— start of Data section —

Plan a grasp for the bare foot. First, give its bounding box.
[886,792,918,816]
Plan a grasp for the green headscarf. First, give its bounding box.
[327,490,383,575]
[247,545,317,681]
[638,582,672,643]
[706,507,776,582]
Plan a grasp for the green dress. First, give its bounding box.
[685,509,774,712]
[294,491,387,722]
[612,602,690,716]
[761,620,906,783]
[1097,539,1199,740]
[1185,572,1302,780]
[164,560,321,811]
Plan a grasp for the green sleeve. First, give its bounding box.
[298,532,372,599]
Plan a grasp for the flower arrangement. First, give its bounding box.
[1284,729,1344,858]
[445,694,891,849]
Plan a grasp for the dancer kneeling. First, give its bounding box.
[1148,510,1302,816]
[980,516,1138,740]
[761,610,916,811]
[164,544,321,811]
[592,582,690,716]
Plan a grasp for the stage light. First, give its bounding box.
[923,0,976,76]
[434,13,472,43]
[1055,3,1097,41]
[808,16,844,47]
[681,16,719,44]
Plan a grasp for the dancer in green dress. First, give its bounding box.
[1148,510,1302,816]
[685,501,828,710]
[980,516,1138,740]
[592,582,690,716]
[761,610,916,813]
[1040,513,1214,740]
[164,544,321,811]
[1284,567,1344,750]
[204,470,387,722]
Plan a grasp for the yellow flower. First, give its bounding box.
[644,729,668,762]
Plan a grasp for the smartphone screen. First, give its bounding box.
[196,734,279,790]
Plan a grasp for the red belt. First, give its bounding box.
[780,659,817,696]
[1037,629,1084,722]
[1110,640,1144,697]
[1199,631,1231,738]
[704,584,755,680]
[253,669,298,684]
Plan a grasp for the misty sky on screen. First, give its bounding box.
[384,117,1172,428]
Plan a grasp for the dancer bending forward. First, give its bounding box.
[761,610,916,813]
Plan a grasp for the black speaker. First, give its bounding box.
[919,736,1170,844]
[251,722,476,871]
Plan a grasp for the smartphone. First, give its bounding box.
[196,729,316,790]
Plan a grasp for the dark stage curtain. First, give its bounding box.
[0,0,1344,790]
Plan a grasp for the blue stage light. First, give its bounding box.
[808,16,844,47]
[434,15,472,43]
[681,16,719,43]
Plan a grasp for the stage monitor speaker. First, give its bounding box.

— end of Data section —

| The request |
Rewrite every row above as a numbered list and leave out any blank lines.

| Problem solution |
1. Plan a grasp for the bare foot. First, give its bounding box.
2. [886,792,918,816]
3. Plan a grasp for the green headscarf. First, give its bounding box.
4. [327,490,383,575]
5. [247,545,317,681]
6. [638,582,672,643]
7. [706,507,776,582]
8. Plan a grasp for the green dress. First, give its bounding box.
9. [685,509,774,712]
10. [294,491,387,722]
11. [612,602,690,716]
12. [761,620,906,783]
13. [1097,539,1199,740]
14. [1185,572,1302,780]
15. [164,560,321,811]
16. Plan a grasp for the green sleeve. First, give its bounding box.
17. [298,532,372,599]
18. Plan a grasp for the flower arrangement. First, give its bounding box.
19. [1284,729,1344,858]
20. [445,694,891,849]
21. Plan a grasp for the dancer kneeling. First, give its bounding box.
22. [1148,510,1302,816]
23. [980,516,1138,740]
24. [761,610,916,811]
25. [164,544,321,811]
26. [592,582,690,716]
27. Plan a grasp for the stage light. First, give its bounding box.
28. [923,0,976,76]
29. [434,13,472,43]
30. [1055,3,1097,41]
31. [808,16,844,47]
32. [681,16,719,44]
33. Plan a grasp for the dancer in green dress. First, give its bounding box.
34. [1148,510,1302,816]
35. [685,501,828,710]
36. [980,516,1138,740]
37. [592,582,690,716]
38. [761,610,916,813]
39. [1040,513,1214,740]
40. [164,544,321,811]
41. [1284,567,1344,750]
42. [204,470,387,722]
43. Plan a grasp for the yellow flower. First, give its bounding box.
44. [644,729,668,762]
45. Plan a grasp for the smartphone screen. First, give its bounding box.
46. [196,734,279,790]
47. Plan a grasp for the red belt. First, give its bounding box.
48. [780,659,817,696]
49. [1037,629,1084,722]
50. [1110,640,1144,697]
51. [1199,631,1231,738]
52. [704,584,755,680]
53. [253,669,298,684]
54. Plan a grasp for the misty sky on screen. First, give its bounding box.
55. [384,117,1172,428]
56. Plan a grasp for the dancer bending forward. First, give its bounding box.
57. [761,610,916,813]
58. Plan a grasp for the black speaker. First, give its bounding box.
59. [919,736,1170,844]
60. [251,722,476,871]
61. Plan a grasp for the smartphone. First, give its bounding box.
62. [196,729,316,790]
63. Plan a grasp for the dark stage curtain. First, give its bounding box.
64. [0,0,1344,790]
65. Plan a grasp for the blue stage light. First, give its bounding box.
66. [808,16,844,47]
67. [434,15,472,43]
68. [681,16,719,43]
69. Plan a grasp for the stage monitor speaker. First, give its bounding box.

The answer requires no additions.